Exercise text.
Email Print Share

Research News

Scientists create model to predict multi-pathogen epidemics

Study shows within-host pathogen interactions can predict epidemic severity

Volker Rudolf

NSF-funded bioscientist Volker Rudolf conducts research on multi-pathogen epidemics.


March 10, 2020

Diseases often pile on, co-infecting people and other animals already fighting an infection. In one of the first studies of its kind, bioscientists at Rice University and the University of Michigan have shown that interactions between pathogens in individual hosts can predict the severity of multi-pathogen epidemics.

In lab experiments, the National Science Foundation-funded researchers explored how the timing of bacterial and fungal infections in individual zooplankton impacted the severity of bacterial and fungal epidemics in their populations. The study, published in Proceedings of the Royal Society B, showed that the order of infections in individual hosts can change the course of an epidemic.

Required work.
1. For each statement (a), (b) and (c), say yes or no according to the news item on multi-pathogen epidemics, and quote the words that decide it. (a) The experiments used zooplankton as hosts. (b) The study appeared in the journal Nature. (c) Researchers from only one university carried out the study.
2. Rewrite the news item on multi-pathogen epidemics from "Study shows within-host" down to "of an epidemic.", replacing "zooplankton" with "water fleas".
3. Continue the news item on multi-pathogen epidemics from the point where it ends.

Input data.
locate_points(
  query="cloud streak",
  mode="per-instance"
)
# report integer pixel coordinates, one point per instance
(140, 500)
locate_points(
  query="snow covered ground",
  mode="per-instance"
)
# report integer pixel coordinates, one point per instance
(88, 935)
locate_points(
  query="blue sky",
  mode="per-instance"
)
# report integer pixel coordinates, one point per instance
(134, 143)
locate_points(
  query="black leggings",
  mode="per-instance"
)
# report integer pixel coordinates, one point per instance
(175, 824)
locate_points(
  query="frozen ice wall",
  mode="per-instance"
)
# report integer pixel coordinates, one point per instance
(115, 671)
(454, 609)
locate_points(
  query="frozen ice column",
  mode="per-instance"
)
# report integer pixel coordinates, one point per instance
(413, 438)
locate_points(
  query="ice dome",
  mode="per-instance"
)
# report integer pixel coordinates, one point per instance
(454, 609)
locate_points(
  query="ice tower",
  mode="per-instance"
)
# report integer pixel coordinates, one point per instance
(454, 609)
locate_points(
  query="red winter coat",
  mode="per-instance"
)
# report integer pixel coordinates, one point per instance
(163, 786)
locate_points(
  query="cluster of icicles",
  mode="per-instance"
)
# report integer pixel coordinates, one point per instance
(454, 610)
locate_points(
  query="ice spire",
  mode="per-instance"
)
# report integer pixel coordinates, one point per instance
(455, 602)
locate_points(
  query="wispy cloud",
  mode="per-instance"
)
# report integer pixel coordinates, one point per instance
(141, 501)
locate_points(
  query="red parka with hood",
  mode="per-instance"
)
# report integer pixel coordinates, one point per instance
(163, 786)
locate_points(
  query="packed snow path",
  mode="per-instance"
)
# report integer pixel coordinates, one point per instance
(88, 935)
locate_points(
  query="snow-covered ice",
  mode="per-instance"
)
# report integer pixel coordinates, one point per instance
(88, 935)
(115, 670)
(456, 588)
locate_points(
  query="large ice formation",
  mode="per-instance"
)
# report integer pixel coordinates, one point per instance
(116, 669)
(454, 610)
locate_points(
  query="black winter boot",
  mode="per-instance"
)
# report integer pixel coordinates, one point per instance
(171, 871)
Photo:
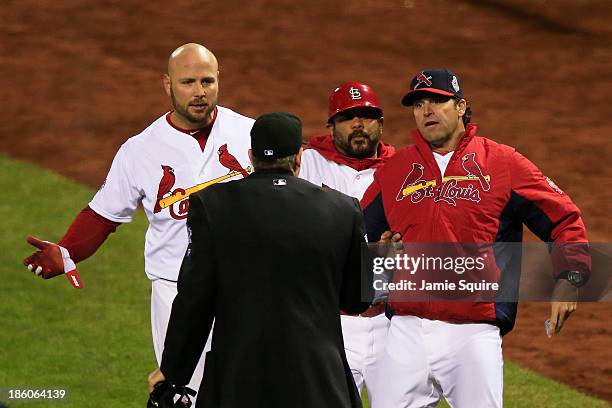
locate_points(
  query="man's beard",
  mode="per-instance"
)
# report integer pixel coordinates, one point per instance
(361, 151)
(200, 120)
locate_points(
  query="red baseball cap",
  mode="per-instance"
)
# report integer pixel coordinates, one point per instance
(437, 81)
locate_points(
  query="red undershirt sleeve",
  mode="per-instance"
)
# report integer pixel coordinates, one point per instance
(86, 234)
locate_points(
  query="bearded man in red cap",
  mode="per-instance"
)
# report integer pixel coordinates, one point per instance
(345, 159)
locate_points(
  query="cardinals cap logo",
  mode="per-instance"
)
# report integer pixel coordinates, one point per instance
(354, 92)
(423, 79)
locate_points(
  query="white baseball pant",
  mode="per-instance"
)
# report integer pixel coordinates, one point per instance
(162, 295)
(425, 359)
(364, 340)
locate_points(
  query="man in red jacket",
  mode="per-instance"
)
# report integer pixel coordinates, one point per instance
(456, 187)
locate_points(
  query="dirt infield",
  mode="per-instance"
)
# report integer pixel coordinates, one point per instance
(78, 79)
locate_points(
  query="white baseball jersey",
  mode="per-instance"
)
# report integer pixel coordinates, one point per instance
(157, 168)
(324, 172)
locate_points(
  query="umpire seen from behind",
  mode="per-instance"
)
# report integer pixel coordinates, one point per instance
(272, 258)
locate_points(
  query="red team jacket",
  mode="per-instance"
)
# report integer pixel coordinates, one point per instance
(488, 192)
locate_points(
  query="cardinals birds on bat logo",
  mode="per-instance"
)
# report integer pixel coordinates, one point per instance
(411, 179)
(165, 185)
(473, 169)
(229, 161)
(423, 79)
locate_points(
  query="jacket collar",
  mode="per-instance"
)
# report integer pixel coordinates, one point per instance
(425, 150)
(324, 145)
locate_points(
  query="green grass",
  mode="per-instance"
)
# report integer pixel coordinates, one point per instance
(96, 342)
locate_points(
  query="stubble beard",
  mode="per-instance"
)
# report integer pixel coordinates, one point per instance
(197, 121)
(362, 151)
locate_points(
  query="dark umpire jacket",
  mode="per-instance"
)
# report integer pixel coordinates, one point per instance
(273, 259)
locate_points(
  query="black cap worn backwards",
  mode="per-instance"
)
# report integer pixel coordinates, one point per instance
(436, 81)
(275, 135)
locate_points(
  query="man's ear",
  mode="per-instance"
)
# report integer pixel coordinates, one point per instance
(298, 161)
(461, 107)
(167, 84)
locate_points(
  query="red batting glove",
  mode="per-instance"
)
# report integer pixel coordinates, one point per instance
(51, 260)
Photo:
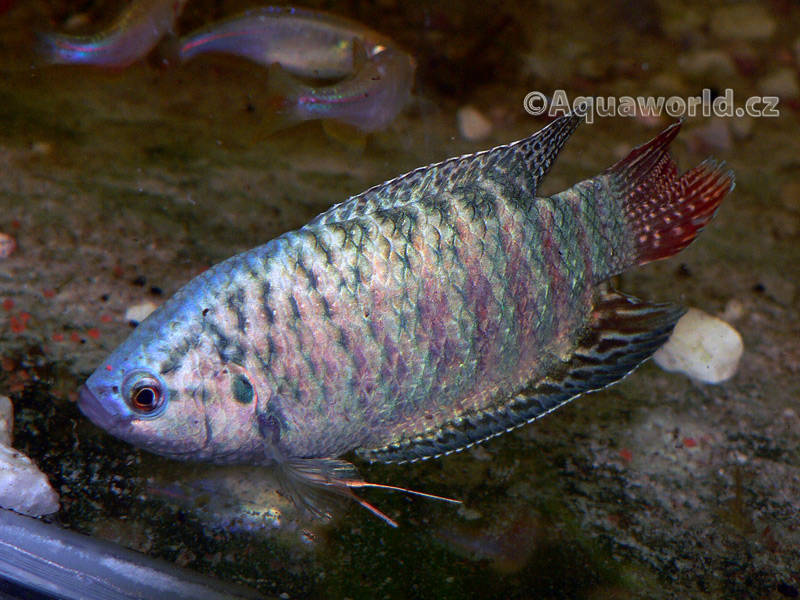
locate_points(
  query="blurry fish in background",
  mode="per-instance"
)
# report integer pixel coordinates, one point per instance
(306, 43)
(306, 52)
(130, 37)
(367, 101)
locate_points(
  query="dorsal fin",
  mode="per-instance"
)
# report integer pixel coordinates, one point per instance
(525, 163)
(624, 332)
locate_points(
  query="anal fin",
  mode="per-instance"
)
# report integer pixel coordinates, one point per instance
(623, 333)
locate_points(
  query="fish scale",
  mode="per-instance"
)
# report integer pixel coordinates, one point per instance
(425, 315)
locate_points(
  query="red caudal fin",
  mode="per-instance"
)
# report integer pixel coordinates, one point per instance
(664, 211)
(641, 210)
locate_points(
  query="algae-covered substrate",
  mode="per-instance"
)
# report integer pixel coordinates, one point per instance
(120, 186)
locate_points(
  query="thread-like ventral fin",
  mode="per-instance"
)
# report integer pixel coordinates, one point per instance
(623, 333)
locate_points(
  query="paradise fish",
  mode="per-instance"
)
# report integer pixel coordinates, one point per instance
(367, 101)
(129, 38)
(306, 43)
(425, 315)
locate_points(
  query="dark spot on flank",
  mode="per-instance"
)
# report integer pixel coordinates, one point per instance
(270, 428)
(242, 389)
(268, 312)
(295, 307)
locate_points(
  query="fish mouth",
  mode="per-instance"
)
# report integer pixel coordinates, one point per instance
(92, 408)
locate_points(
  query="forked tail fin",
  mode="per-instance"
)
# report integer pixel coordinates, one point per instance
(641, 210)
(665, 212)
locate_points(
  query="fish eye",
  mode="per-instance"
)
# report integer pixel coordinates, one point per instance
(144, 393)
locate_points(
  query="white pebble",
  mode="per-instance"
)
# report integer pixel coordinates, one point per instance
(6, 420)
(734, 310)
(703, 347)
(7, 245)
(138, 312)
(23, 487)
(472, 125)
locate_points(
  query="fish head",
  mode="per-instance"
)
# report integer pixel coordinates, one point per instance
(172, 394)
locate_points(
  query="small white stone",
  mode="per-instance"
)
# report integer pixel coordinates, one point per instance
(734, 310)
(6, 420)
(23, 487)
(472, 125)
(742, 22)
(703, 347)
(138, 312)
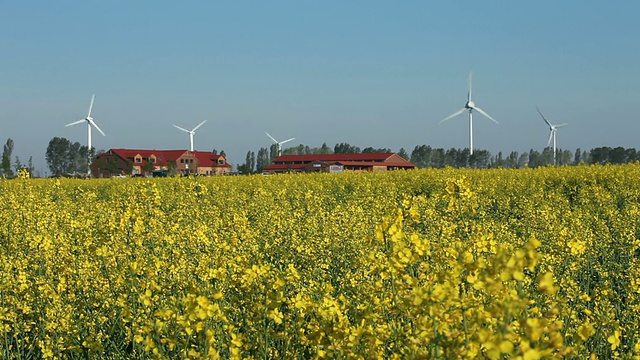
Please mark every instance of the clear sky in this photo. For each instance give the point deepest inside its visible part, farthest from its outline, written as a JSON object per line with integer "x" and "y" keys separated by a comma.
{"x": 369, "y": 73}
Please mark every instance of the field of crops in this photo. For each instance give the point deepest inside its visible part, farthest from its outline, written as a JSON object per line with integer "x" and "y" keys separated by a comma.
{"x": 420, "y": 264}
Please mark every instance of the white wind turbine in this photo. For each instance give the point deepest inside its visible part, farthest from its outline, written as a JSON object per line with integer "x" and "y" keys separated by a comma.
{"x": 470, "y": 106}
{"x": 552, "y": 133}
{"x": 191, "y": 132}
{"x": 279, "y": 143}
{"x": 90, "y": 123}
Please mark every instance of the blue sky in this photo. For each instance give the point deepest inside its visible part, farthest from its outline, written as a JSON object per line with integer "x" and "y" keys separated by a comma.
{"x": 370, "y": 73}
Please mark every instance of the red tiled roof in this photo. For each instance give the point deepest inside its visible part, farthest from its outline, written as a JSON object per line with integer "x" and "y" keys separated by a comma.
{"x": 209, "y": 159}
{"x": 335, "y": 157}
{"x": 205, "y": 158}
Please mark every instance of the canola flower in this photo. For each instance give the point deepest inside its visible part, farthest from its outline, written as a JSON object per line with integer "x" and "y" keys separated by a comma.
{"x": 448, "y": 263}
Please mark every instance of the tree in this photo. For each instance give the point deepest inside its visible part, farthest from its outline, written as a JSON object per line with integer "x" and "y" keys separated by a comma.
{"x": 523, "y": 160}
{"x": 17, "y": 165}
{"x": 30, "y": 167}
{"x": 6, "y": 158}
{"x": 576, "y": 157}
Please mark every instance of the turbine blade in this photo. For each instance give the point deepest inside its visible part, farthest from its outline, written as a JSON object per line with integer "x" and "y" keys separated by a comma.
{"x": 183, "y": 129}
{"x": 469, "y": 93}
{"x": 93, "y": 97}
{"x": 453, "y": 115}
{"x": 76, "y": 122}
{"x": 97, "y": 128}
{"x": 485, "y": 114}
{"x": 196, "y": 128}
{"x": 544, "y": 118}
{"x": 271, "y": 137}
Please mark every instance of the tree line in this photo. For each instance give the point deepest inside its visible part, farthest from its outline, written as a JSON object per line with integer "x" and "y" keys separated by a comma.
{"x": 9, "y": 169}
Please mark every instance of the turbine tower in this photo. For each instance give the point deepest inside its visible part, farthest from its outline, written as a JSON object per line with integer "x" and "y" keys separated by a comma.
{"x": 552, "y": 133}
{"x": 191, "y": 132}
{"x": 278, "y": 143}
{"x": 470, "y": 106}
{"x": 90, "y": 123}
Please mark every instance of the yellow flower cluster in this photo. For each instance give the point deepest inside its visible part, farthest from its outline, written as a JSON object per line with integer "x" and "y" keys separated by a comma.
{"x": 448, "y": 263}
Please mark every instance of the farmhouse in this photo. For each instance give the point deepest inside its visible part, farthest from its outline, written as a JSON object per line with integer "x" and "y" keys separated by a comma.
{"x": 144, "y": 162}
{"x": 338, "y": 162}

Task answers.
1.
(a) Yes: "explored how the timing of bacterial and fungal infections in individual zooplankton impacted the severity of bacterial and fungal epidemics in their populations"
(b) No: "The study, published in Proceedings of the Royal Society B"
(c) No: "bioscientists at Rice University and the University of Michigan"

2.
Study shows within-host pathogen interactions can predict epidemic severity

Volker Rudolf

NSF-funded bioscientist Volker Rudolf conducts research on multi-pathogen epidemics.


March 10, 2020

Diseases often pile on, co-infecting people and other animals already fighting an infection. In one of the first studies of its kind, bioscientists at Rice University and the University of Michigan have shown that interactions between pathogens in individual hosts can predict the severity of multi-pathogen epidemics.

In lab experiments, the National Science Foundation-funded researchers explored how the timing of bacterial and fungal infections in individual water fleas impacted the severity of bacterial and fungal epidemics in their populations. The study, published in Proceedings of the Royal Society B, showed that the order of infections in individual hosts can change the course of an epidemic.

3.
"It's well known that the way parasites and pathogens interact within hosts can alter disease transmission, but the question has been, 'What information do we need about those interactions to predict the severity of an epidemic?'" said corresponding author Patrick Clay at the University of Michigan.

"What we showed is that we need to understand how infection order alters within-host interactions," he said. "Then we can predict how changes in the timing of an epidemic relative to co-occurring epidemics alter severity."

The research does not apply to the coronavirus. "This applies to situations where multiple epidemics are simultaneously occurring and where the co-occurring pathogens interact within hosts," said study co-author Volker Rudolf of Rice University. "There is no data to suggest that this is the case for COVID-2019."

Co-infections are common in humans and in wildlife populations, and because they are difficult to study, much is still unknown about how they alter epidemic dynamics, Rudolf said.

"Disease biology and epidemiology have historically focused on one-on-one interactions: one pathogen, one host," he said. "However, scientists increasingly recognize that diseases don't exist in a vacuum. In reality, diverse communities of parasites and pathogens are out there, and they interact with each other. This study emphasizes a holistic, community approach to studying infectious diseases."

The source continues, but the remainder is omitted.